──────── Recorded information

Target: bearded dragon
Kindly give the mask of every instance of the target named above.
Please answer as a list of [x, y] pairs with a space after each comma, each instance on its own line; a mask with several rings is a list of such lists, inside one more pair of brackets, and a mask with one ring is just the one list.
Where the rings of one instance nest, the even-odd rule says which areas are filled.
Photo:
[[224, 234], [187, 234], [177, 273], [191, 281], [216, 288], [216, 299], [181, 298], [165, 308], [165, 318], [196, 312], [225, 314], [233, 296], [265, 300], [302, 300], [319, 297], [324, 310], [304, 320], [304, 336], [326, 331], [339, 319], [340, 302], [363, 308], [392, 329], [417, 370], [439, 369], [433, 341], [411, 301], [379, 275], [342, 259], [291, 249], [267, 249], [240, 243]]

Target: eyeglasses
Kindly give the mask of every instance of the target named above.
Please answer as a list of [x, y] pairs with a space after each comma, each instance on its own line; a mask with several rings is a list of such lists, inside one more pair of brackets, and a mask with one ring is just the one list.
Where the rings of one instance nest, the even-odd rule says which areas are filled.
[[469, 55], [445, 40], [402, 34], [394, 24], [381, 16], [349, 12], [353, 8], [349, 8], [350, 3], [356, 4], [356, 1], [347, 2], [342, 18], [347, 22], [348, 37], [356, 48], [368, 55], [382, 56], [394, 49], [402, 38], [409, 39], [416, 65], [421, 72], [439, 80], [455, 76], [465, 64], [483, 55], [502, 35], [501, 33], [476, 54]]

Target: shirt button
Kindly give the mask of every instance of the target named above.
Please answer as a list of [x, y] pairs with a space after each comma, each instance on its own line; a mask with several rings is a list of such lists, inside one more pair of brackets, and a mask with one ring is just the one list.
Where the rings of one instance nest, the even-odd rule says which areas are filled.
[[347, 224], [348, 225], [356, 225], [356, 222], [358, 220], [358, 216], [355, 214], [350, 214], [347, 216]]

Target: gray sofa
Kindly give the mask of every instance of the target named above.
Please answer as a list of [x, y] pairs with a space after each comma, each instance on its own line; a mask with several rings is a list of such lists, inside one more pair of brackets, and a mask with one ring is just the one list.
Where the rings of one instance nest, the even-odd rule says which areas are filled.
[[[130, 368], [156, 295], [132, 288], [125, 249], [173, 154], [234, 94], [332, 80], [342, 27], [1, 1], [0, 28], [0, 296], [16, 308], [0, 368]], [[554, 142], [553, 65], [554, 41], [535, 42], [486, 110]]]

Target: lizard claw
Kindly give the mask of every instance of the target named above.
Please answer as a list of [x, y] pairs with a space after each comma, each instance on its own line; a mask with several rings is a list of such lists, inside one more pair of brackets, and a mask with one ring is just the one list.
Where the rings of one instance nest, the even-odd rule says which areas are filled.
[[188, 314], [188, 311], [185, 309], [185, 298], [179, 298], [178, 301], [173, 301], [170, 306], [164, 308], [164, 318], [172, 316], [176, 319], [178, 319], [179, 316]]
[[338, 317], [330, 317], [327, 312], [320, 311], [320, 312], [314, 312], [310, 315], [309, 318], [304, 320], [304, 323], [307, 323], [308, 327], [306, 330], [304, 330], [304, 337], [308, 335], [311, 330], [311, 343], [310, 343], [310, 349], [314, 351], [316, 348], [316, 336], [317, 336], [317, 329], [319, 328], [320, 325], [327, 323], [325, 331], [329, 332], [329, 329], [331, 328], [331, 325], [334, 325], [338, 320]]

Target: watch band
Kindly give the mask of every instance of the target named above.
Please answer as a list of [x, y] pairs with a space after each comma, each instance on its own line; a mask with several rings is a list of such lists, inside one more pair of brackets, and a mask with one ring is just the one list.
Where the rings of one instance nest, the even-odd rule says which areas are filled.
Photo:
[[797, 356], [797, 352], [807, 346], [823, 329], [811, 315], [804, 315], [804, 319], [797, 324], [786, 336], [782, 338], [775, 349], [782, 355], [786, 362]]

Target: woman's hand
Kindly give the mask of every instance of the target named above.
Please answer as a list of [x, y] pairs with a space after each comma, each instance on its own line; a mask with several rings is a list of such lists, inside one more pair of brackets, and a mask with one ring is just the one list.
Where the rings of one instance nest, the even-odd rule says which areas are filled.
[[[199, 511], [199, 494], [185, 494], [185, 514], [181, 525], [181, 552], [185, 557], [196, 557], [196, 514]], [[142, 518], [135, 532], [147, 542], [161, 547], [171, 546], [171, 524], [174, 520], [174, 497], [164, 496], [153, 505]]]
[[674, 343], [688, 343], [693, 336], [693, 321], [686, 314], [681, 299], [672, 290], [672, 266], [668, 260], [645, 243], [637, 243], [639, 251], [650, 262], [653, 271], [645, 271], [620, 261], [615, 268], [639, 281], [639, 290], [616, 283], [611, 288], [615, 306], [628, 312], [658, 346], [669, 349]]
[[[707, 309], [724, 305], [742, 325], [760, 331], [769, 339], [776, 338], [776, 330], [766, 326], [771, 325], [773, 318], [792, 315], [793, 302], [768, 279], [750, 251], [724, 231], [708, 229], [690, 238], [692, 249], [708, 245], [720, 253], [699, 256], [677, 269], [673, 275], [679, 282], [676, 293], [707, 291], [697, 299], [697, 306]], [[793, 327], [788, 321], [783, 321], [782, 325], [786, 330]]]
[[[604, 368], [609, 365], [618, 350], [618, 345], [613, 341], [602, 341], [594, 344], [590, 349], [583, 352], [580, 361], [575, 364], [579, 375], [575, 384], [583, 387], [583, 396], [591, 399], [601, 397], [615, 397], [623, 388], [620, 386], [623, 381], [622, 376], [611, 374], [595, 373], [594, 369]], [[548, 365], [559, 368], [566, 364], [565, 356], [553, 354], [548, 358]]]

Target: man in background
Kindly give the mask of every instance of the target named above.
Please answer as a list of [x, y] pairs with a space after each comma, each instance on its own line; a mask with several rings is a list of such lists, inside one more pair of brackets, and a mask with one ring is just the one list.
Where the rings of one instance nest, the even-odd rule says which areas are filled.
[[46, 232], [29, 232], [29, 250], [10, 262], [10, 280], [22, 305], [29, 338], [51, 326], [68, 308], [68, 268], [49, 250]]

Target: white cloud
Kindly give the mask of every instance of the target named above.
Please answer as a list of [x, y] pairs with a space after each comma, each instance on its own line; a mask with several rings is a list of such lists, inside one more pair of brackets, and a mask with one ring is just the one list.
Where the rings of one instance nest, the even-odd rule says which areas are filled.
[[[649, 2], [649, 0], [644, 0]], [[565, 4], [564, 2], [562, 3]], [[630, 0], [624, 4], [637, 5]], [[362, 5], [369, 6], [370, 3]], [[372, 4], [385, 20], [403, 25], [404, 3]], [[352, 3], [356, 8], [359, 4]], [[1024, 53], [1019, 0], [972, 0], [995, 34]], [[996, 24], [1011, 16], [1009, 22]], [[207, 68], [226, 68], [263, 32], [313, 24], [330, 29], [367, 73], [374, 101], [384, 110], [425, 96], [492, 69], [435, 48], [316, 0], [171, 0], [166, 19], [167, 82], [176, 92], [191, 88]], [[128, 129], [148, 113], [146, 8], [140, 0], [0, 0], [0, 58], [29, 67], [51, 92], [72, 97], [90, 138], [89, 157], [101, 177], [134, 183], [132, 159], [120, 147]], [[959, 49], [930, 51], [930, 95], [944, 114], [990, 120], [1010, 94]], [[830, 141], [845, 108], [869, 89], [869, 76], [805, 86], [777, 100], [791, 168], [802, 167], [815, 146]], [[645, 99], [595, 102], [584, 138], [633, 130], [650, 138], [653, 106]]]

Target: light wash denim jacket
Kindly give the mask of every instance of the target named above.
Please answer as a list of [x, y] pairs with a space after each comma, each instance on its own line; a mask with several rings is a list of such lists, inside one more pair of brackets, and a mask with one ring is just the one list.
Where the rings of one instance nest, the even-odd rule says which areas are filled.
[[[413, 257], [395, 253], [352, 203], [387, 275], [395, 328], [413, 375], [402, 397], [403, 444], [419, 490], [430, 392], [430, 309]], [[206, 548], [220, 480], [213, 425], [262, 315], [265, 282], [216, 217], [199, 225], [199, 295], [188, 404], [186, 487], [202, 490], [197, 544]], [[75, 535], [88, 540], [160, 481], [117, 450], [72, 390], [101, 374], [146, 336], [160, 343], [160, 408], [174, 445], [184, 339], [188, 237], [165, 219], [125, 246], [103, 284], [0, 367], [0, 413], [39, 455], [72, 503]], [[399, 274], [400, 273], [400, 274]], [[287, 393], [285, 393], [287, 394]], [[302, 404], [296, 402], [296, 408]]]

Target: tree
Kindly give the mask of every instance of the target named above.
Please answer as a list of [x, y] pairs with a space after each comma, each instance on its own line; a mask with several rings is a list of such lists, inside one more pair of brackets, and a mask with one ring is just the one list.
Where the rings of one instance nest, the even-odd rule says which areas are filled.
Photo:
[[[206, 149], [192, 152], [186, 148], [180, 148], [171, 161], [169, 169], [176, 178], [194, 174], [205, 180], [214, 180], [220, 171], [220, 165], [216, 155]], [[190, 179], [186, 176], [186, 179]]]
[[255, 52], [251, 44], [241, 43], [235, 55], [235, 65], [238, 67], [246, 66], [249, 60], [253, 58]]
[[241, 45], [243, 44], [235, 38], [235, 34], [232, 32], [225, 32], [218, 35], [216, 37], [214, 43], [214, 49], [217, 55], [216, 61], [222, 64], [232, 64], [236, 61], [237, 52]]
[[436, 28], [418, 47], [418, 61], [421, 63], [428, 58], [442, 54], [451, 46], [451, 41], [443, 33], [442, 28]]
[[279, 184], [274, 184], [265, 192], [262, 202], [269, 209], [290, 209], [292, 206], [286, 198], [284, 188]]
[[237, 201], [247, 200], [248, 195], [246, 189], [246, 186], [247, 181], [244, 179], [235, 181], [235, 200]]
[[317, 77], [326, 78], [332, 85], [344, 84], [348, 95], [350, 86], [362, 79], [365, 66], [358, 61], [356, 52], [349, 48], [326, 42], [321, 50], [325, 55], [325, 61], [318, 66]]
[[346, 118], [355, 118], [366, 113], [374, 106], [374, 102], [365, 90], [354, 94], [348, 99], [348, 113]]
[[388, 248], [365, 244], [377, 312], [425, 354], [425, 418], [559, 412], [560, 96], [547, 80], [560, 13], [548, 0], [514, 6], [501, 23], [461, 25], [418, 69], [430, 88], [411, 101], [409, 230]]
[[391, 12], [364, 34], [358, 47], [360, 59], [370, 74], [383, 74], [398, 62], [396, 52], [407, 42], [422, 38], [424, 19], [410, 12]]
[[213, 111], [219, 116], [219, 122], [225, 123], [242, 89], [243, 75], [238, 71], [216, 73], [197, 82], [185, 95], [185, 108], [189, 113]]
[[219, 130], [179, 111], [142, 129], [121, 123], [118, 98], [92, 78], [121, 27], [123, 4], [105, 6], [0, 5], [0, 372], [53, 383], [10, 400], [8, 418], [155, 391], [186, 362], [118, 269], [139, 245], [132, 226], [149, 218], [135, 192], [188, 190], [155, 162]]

────────────────

Request => Rewrite the items from the line containing "Target: eyeglasses" down to the line containing "33], [476, 54]]", swapping "eyeglasses" for "sunglasses" and leaving everything else unchanged.

Solution for this task =>
Target: sunglasses
Kindly give the mask of every instance of the target named above.
Please answer as a list of [x, y] pairs with a space after each comma, each instance on its own line; a mask with several rings is a list of such lists, inside one more pair of brackets, and a mask with one ring is just the one list.
Where the rings of one instance nest, the even-odd rule says which areas are filled.
[[469, 55], [445, 40], [402, 34], [394, 24], [381, 16], [349, 12], [353, 8], [349, 8], [350, 3], [356, 4], [356, 1], [347, 2], [342, 18], [347, 22], [348, 37], [356, 48], [368, 55], [382, 56], [394, 49], [402, 38], [409, 39], [416, 65], [421, 72], [439, 80], [455, 76], [465, 64], [483, 55], [502, 35], [501, 33], [476, 54]]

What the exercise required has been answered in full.